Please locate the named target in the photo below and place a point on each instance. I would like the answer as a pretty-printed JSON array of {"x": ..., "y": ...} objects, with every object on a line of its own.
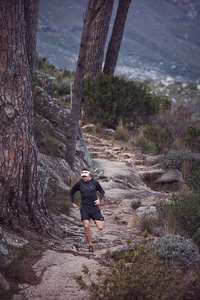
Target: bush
[
  {"x": 137, "y": 275},
  {"x": 106, "y": 100},
  {"x": 176, "y": 251},
  {"x": 186, "y": 208},
  {"x": 121, "y": 133},
  {"x": 174, "y": 159},
  {"x": 136, "y": 204}
]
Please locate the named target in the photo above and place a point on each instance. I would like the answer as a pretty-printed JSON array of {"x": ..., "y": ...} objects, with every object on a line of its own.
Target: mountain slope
[{"x": 161, "y": 39}]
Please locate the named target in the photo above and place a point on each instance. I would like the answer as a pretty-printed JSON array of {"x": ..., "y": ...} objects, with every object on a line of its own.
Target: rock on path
[{"x": 118, "y": 171}]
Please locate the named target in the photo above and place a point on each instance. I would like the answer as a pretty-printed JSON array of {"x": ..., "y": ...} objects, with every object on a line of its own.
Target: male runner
[{"x": 88, "y": 188}]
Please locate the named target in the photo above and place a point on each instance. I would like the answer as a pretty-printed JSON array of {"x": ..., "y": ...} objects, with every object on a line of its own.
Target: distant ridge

──────────────────────────────

**WHAT TO WORK ON**
Without including any pictures, copy every line above exactly.

**ANSWER TO THIS PROBLEM**
Please locate the named target in the photo below and place a point on each instance. I would like the answer as a pretty-printed JSON array of {"x": ..., "y": ...} objects, with every object on a line of its own.
Target: bush
[
  {"x": 137, "y": 275},
  {"x": 106, "y": 100},
  {"x": 176, "y": 251},
  {"x": 186, "y": 208},
  {"x": 121, "y": 133},
  {"x": 174, "y": 159},
  {"x": 136, "y": 204}
]
Please locate the named target in the photo above and place a point on each instance. I would like the answer as a pretty-printed JSON array of {"x": ..., "y": ...} objects, with every object on a line of its own.
Target: mountain slope
[{"x": 161, "y": 39}]
Please locate the named target in the photo above and place a point on each instance. I would like the answer as a pretty-printed JSON array of {"x": ..., "y": ...} objects, with every object on a line of its own.
Target: rock on path
[{"x": 118, "y": 171}]
Please locate the named target in the photo above and place a point on each instance. I would like the answer as a pretty-printed JSON array of {"x": ..., "y": ...} objects, with every object on a line of its own.
Target: male runner
[{"x": 88, "y": 188}]
Please locate the named target in the photo above and place a point on each instance. I would like the answer as a pretty-printed JSON array of {"x": ..., "y": ...} objects, with every object on a line of its own.
Target: distant ridge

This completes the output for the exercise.